**DATA IN THIS EXERCISE**
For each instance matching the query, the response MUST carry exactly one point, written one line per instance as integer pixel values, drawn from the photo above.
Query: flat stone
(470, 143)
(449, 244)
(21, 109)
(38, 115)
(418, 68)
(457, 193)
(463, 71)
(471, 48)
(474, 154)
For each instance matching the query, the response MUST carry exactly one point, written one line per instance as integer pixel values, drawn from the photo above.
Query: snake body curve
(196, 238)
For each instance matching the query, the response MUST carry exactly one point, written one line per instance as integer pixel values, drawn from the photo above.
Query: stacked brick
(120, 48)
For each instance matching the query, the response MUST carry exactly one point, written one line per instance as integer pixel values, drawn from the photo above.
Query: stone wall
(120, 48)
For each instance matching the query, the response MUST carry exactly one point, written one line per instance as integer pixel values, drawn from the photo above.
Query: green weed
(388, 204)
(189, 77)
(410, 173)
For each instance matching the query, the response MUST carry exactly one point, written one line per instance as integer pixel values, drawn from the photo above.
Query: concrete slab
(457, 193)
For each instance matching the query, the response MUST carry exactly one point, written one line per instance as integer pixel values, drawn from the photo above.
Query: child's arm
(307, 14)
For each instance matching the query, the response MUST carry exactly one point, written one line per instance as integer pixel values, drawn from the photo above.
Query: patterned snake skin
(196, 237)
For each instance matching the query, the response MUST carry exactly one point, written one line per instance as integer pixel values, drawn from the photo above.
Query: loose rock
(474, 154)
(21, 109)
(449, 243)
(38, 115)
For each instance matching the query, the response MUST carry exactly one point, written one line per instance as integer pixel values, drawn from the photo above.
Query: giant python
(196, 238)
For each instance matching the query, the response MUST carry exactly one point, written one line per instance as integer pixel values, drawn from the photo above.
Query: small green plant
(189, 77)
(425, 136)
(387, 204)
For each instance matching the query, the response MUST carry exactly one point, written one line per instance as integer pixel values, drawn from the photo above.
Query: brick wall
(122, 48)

* * *

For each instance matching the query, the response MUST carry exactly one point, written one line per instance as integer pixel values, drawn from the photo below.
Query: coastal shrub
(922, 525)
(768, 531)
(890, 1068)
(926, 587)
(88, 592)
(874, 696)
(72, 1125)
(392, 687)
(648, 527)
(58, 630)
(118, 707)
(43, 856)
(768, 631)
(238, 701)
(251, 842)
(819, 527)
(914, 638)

**WHAT IS NEEDED**
Show each line of the listing above that contains the string "brick". Letter case must match.

**WRITTEN REPLY**
Query: stacked brick
Query: brick wall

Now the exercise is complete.